TASKS TO PERFORM:
1. In the passage on Indigenous recognition in Australia, which government minister is named as an exception to the government's current stance on an Indigenous Voice?
2. Carry on the passage about Indigenous recognition in Australia, picking up after its final sentence.

SELECTED EXCERPT:
Kevin Rudd took that recognition a memorable step further forward in delivering, as his first act on the first day of the newly elected parliament in 2008, a deeply moving apology to Australia’s Indigenous peoples, which resonated not only around this country but the whole world:

For the pain, suffering and hurt of these Stolen Generations, their descendants, and for their families left behind, we say sorry. To the mothers and the fathers, the brothers and the sisters, for the breaking up of communities, we say sorry. And for the indignity and degradation thus inflicted on a proud people and a proud culture, we say sorry.

Bipartisan consensus on all this did not come easily, but it can probably be now assumed that political consensus is here to stay on the appropriateness of national apology for the wrongs of the past, and the need for some further appropriate acknowledgement of the first Australians in our foundational document, the Australian Constitution. However, it is clear that a long and difficult debate still lies ahead as to precisely how this further recognition should be formally accomplished, in a way that it is practically meaningful and not merely symbolic.

I find it almost inconceivable that the present Coalition Government should have dug its toes in to the extent it has against the very modest proposal in the very moving Uluru Statement from the Heart, the product of a long nationwide consultative process, that there be an institutional Indigenous ‘Voice’ embodied in the Constitution – an advisory body aimed at influencing, but in no way determining, future legislative and executive policy.

With high-level conservative judicial voices now coming out, as they have in recent weeks, in favour of such a voice, its prospects have significantly improved. Community attitudes on this issue seem to be ahead of those currently prevailing in the government – the responsible Minister, Ken Wyatt, an honourable exception – and, while there is a long way still to go, I think this is an area where we can reasonably expect decency to ultimately prevail.

It is community attitudes generally, as they have been evolving, that most reinforce my optimism. Of course one does not have to scratch too deeply to find residual pockets of quite ugly racist sentiment in contemporary Australia, as in every society. But it is hard to deny that there have been significant positive shifts in the prevailing culture over the last few decades, benefiting both Indigenous Australians and those of other races and cultures more generally.

One of the best barometers has been the behaviour of sporting, and in particular football, crowds, which in some ways was the last redoubt of casual racism. Disparaging remarks made about other ethnic and national groups around the workplace, or over the bar or the family dinner table, had become much less prevalent in Australian private life by the 1990s, and certainly almost wholly absent from public life. But sport was somehow different. There, racial abuse was ‘just letting off steam’, no different from cheering, or booing the umpire.

MATERIAL PROVIDED:
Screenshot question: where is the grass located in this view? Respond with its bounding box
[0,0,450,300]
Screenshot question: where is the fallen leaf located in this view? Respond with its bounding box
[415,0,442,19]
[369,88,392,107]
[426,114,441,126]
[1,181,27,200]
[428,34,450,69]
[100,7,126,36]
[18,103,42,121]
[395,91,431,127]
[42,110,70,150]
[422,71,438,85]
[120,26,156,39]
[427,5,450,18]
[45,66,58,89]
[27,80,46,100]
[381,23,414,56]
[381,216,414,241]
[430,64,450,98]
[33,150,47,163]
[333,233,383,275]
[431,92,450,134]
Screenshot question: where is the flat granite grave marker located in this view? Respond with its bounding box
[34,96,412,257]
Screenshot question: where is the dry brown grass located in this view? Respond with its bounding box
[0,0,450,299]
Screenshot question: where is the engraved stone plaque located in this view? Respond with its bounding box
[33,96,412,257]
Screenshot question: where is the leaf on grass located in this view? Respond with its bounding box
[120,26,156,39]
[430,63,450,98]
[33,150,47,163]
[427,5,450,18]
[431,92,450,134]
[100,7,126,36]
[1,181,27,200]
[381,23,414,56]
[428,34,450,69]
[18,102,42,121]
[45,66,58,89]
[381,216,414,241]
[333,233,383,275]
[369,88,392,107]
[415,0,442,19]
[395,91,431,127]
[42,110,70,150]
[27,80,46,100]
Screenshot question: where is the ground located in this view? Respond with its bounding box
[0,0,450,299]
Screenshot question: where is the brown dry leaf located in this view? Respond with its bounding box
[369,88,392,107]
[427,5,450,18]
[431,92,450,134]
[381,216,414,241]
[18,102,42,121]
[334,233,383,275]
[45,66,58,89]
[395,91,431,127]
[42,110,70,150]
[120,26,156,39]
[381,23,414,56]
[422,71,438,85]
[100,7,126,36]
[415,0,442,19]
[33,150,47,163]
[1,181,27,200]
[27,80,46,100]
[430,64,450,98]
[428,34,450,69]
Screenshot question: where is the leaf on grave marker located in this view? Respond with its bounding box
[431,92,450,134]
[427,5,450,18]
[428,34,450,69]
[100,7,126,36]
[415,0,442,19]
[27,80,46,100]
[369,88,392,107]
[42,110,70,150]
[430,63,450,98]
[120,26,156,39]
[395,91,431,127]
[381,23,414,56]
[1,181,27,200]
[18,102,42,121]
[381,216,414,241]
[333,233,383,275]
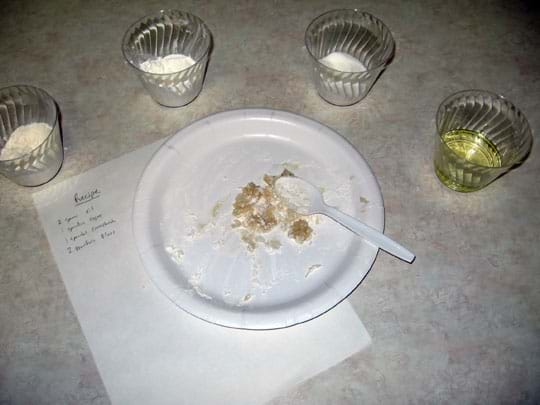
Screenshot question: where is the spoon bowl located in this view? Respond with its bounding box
[275,176,415,263]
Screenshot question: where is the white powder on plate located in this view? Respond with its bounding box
[139,53,195,74]
[319,52,366,73]
[0,122,52,160]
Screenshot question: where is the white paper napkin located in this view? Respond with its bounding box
[33,140,371,404]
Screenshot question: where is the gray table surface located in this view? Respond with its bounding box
[0,0,540,405]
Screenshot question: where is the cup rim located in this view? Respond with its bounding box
[304,8,396,74]
[122,9,212,76]
[0,84,58,162]
[435,89,534,169]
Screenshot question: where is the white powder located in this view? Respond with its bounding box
[139,54,195,74]
[319,52,366,73]
[0,122,52,160]
[275,177,311,214]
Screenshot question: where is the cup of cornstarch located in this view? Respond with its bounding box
[0,85,64,186]
[305,10,395,106]
[122,10,212,107]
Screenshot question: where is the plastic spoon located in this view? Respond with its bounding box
[275,176,415,263]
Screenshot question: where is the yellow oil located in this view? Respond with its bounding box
[435,129,502,192]
[442,129,501,167]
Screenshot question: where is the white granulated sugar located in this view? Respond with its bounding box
[319,52,366,73]
[0,122,52,160]
[275,178,311,212]
[139,54,195,74]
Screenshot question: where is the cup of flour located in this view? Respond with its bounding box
[122,10,212,107]
[305,10,395,106]
[0,85,64,186]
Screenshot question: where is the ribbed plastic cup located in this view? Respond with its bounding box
[0,85,64,186]
[122,10,212,107]
[434,90,533,192]
[305,10,395,106]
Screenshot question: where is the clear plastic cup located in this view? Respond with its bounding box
[122,10,212,107]
[0,85,64,186]
[434,90,533,192]
[305,10,395,106]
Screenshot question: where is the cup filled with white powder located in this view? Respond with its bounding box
[305,10,395,106]
[0,85,64,186]
[122,10,212,107]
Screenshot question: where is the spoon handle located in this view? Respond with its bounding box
[322,205,415,263]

OUTPUTS FOR THE TASKS:
1. Ken Wyatt

2.
That mood and behaviour began to change in 1993 with the action of the star Aboriginal Australian Rules footballer, St Kilda’s Nicky Winmar, baring his chest to a jeering crowd: that photo, with its unambiguous ‘I’m black, and I’m proud of it’ message, has become one of the most iconic images of modern Australia. The demand for action generated by this incident, and two years later by the highly publicised on-field abuse of another Indigenous star, Essendon’s Michael Long, led the Australian Football League to introduce in 1995 a ‘Racial and Religious Vilification’ code of conduct. This combines a strong educational program with a robust conciliation process and appropriate punitive measures: players can be fined or suspended if they utter racist insults, and spectators removed from the ground and banned from future games.

The model has since been embraced by every football code in Australia, and it is one that has proved influential for other sports. And not only in Australia but worldwide: these reforms are reflected in the anti-racism policies adopted in the last decade by the international football governing bodies, FIFA and UEFA, although in many cases the translation of policy into effective, enforceable action at the national level has left much to be desired.

There is no doubt that these measures have won overwhelmingly public approval, and – with one shocking exception – have been overwhelmingly successful in ridding Australian football of the racism both on and off-field that made life miserable for so long for most Indigenous players, and would in the past have made it almost impossible for those with even more exotic backgrounds, like Nic Naitanui from Fiji or the Sudanese refugee Majak Daw, who are now just as popular and respected football names nationwide as the likes of Buddy Franklin and Eddie Betts.

The shocking exception to this almost completely good news story was the public humiliation of the Sydney Swans’ Adam Goodes, one of the game’s greatest ever players, over a two year period of regular booing from the stands, indefensible social media insults and some sadly misguided mainstream media mockery – all of it manifestly stemming from various proud and defiant assertions of his Aboriginality, and his very public advocacy of Indigenous causes as 2014 Australian of the Year – until he took stress-related time off in mid-2015 and finally retired at the end of that season.

The only consolation it is possible to draw from this whole sad sequence of events is that, when the extent of the hurt that had been done to Goodes finally sank in – as I think it now has, not least with the recent airing of two superb film documentaries, The Final Quarter and Stan Grant’s The Australian Dream – a huge outpouring of support was triggered from other players and clubs, in the parliament and media and from high-profile public figures, and spontaneous standing ovations from fans, hopefully demonstrating that the whole affair was an aberration, rather than reflecting widespread ugly attitudes still uncomfortably close to the surface.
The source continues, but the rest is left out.